>> Start EXCERPTED RECORDS

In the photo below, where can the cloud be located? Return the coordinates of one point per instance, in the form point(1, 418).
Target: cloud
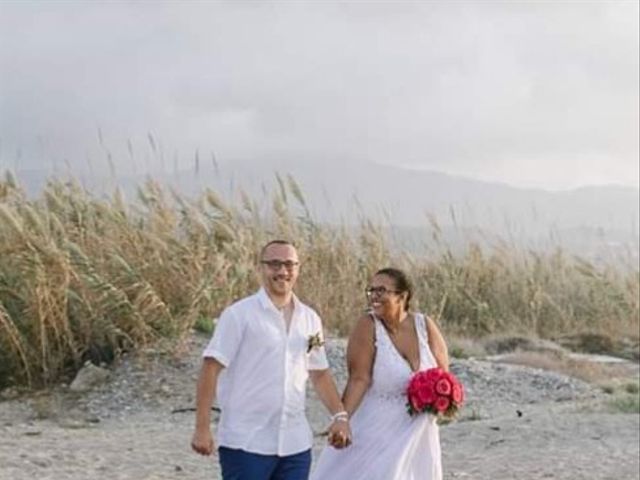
point(528, 93)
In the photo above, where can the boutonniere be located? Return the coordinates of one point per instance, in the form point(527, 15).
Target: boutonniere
point(314, 341)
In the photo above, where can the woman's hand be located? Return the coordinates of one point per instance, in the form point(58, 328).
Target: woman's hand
point(340, 433)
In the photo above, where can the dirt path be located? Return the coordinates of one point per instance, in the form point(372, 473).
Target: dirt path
point(125, 429)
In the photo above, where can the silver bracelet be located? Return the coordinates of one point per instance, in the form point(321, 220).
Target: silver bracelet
point(340, 417)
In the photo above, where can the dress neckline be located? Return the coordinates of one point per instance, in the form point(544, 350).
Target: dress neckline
point(405, 360)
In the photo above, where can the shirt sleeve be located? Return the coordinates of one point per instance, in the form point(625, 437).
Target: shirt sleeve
point(226, 338)
point(318, 355)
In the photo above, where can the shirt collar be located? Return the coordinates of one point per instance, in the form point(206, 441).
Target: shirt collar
point(267, 304)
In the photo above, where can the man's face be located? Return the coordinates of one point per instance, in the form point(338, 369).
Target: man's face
point(279, 269)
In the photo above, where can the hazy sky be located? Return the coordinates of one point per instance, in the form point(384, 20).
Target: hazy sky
point(541, 93)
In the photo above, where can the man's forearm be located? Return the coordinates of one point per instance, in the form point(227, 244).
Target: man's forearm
point(206, 392)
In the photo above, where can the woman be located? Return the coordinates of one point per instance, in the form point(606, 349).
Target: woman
point(386, 347)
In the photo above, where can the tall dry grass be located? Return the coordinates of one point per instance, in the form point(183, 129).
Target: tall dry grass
point(83, 277)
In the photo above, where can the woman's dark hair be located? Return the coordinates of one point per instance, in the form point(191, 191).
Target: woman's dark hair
point(401, 281)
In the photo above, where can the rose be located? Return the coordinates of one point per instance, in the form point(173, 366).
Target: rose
point(443, 386)
point(441, 404)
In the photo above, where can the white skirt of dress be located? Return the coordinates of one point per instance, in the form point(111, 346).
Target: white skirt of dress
point(388, 444)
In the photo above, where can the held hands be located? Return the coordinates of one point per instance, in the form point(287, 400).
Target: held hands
point(202, 442)
point(339, 431)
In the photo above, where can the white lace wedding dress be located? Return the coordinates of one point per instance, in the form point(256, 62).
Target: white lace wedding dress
point(388, 444)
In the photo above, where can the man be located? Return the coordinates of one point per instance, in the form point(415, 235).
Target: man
point(264, 348)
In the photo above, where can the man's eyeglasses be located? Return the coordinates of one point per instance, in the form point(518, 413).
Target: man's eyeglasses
point(278, 264)
point(381, 291)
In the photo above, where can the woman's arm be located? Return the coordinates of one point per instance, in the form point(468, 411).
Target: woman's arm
point(437, 344)
point(360, 355)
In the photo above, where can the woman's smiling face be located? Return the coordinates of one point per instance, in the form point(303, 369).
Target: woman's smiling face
point(384, 299)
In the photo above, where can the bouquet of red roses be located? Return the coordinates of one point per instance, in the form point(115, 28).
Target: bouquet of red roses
point(434, 391)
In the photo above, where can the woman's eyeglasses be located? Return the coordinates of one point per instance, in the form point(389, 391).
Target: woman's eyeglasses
point(380, 291)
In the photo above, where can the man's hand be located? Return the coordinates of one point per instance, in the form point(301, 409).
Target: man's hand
point(339, 434)
point(202, 441)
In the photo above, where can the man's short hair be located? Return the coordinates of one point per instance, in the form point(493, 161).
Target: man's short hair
point(275, 242)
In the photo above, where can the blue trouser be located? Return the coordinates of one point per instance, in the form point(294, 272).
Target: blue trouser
point(241, 465)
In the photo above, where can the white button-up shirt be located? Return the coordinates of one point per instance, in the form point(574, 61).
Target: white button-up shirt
point(261, 392)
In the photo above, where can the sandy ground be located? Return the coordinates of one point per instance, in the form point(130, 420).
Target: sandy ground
point(126, 429)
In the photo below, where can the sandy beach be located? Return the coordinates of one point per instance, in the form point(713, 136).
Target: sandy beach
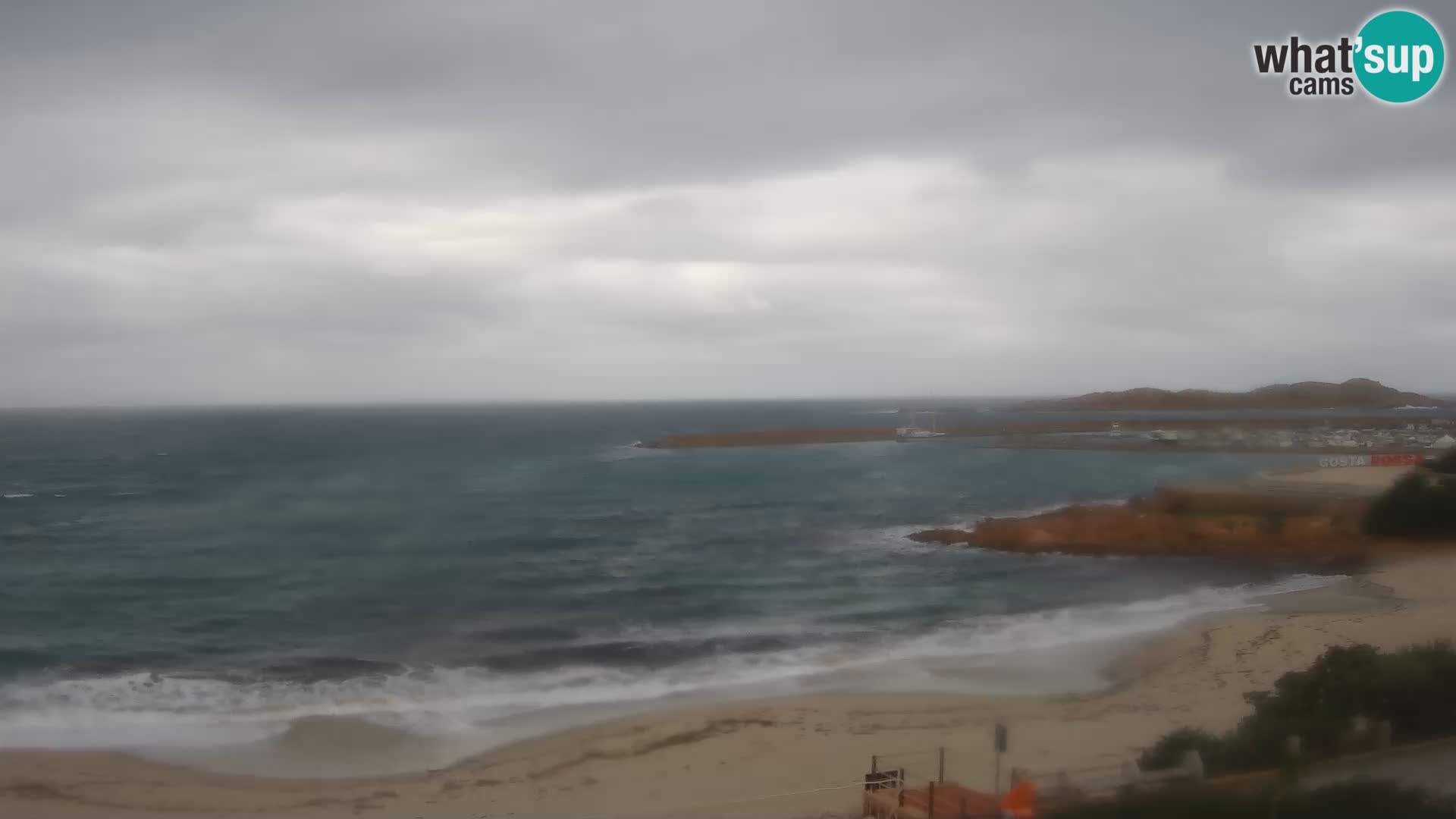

>> End EXCERPTED RECORDS

EXERCISE: Rewrite every row above as a numbered list, skipping any blank lines. Leave the pictures out of your answer.

SOLUTION TO THE PROBLEM:
1. In the photo below, where can the cloud be located? Return the coordinates of one point per instance, in the form point(1, 418).
2. Target: cloud
3. point(528, 93)
4. In the photo above, where can the boutonniere be located? Return the coordinates of one point per instance, in the form point(527, 15).
5. Target: boutonniere
6. point(314, 341)
7. In the photo above, where can the woman's hand be located? Return the coordinates of one point per instance, in the form point(58, 328).
8. Target: woman's hand
9. point(340, 433)
10. In the photo above, where can the dirt path be located? Return the coordinates of one point per instance, in the form point(372, 473).
11. Target: dirt path
12. point(125, 429)
13. In the photo above, where can the silver bracelet be located? Return the coordinates of one point per instance, in the form point(321, 220).
14. Target: silver bracelet
15. point(340, 417)
16. In the photo above, where can the dress neckline be located? Return the coordinates of one point per instance, in the form point(544, 350).
17. Target: dress neckline
18. point(405, 360)
19. In the photo above, where can the shirt sleeve be located? Return the coordinates of one point per instance, in the form point(625, 437).
20. Target: shirt sleeve
21. point(226, 338)
22. point(318, 355)
23. In the photo above, where can the shirt collar be located? Return the coordinates of one point per instance, in the form point(206, 441).
24. Target: shirt collar
25. point(267, 304)
26. In the photo above, where can the man's face be located? Return the coordinates of one point per instance, in the form point(338, 369).
27. Target: man's face
28. point(279, 269)
29. In the photo above, where can the hazy sky be located? Return the coordinates of one point per instance, in the form point(384, 20).
30. Target: hazy sky
31. point(541, 93)
32. In the photo above, where can the man's forearm be located? Return the coordinates of one point per instance, in the form point(227, 244).
33. Target: man's forearm
34. point(206, 392)
35. In the photo above, where can the woman be located? Return the coordinates of one point per instance, in the form point(606, 349).
36. Target: woman
37. point(386, 347)
38. In the photo above, where can the tall dry grass be located? Return the coordinates of one point per instance, in the form point(183, 129).
39. Target: tall dry grass
40. point(83, 277)
41. In the photo above, where can the woman's dark hair be located? Return the coordinates of one point per instance, in the form point(191, 191).
42. Target: woman's dark hair
43. point(401, 281)
44. In the photo above, where can the rose be located? Return the coordinates of one point per instance, in the form point(173, 366).
45. Target: rose
46. point(443, 386)
47. point(441, 404)
48. In the photo above, where can the white skirt of dress be located? Return the coordinates of one point per instance, in the form point(111, 346).
49. Target: white skirt of dress
50. point(388, 444)
51. In the photo above, where can the held hands be located? Return the coordinates of one point per instance, in the form point(287, 400).
52. Target: held hands
53. point(202, 442)
54. point(339, 431)
55. In the photo above, where can the white lace wedding dress be located? Return the coordinates of one point per instance, in the form point(256, 62).
56. Target: white lace wedding dress
57. point(388, 444)
58. In the photo above, where can the man be located? Return the coordinates of one point per instance, in the form point(415, 235).
59. Target: man
60. point(264, 348)
61. In the photo above, where can the man's eyeglasses be located? Return the coordinates of one point per instance, in the form point(518, 413).
62. Target: man's eyeglasses
63. point(278, 264)
64. point(381, 291)
65. In the photo above, where can the woman's arm be located? Return the coordinates of one point per instance, in the form point(468, 411).
66. Target: woman's arm
67. point(437, 344)
68. point(360, 355)
69. In the photo above, where can the woman's smiling face be located? Return the coordinates of one point per instance, in the form point(303, 369).
70. Target: woman's smiling face
71. point(384, 299)
72. In the photo above, where can the bouquet of red roses be located? Return the coordinates of one point per instance, in the form point(115, 28).
73. Target: bouquet of red roses
74. point(434, 391)
75. In the photo above, where can the woman's eyeglasses be located? Return the coordinates of one point per instance, in the form point(389, 391).
76. Target: woman's eyeglasses
77. point(380, 291)
78. In the photo above, where can the man's hand be located? Return the coordinates of one point per instance, in the form point(301, 409).
79. Target: man's hand
80. point(339, 434)
81. point(202, 441)
82. In the photo above, where can the man's short hair be located? Return the coordinates of one point per instance, in the form point(493, 161).
83. Target: man's short hair
84. point(275, 242)
85. In the photo above, where can the blue trouser be located? Return the coordinates of one point per instance, in the form point(294, 272).
86. Target: blue trouser
87. point(241, 465)
88. In the photo above, where can the white button-up shirt be located? Return the coordinates of one point per instance, in the form point(574, 61).
89. Target: white button-up shirt
90. point(261, 392)
91. In the photo above, where can the sandy ground be located? Return the coordinates of one point per instance, in the form point(130, 420).
92. Target: sandy ground
93. point(126, 429)
94. In the photo below, where can the sandy beach be located? Return the coordinates of one point per instance, in the form point(713, 136).
95. Target: sandy beach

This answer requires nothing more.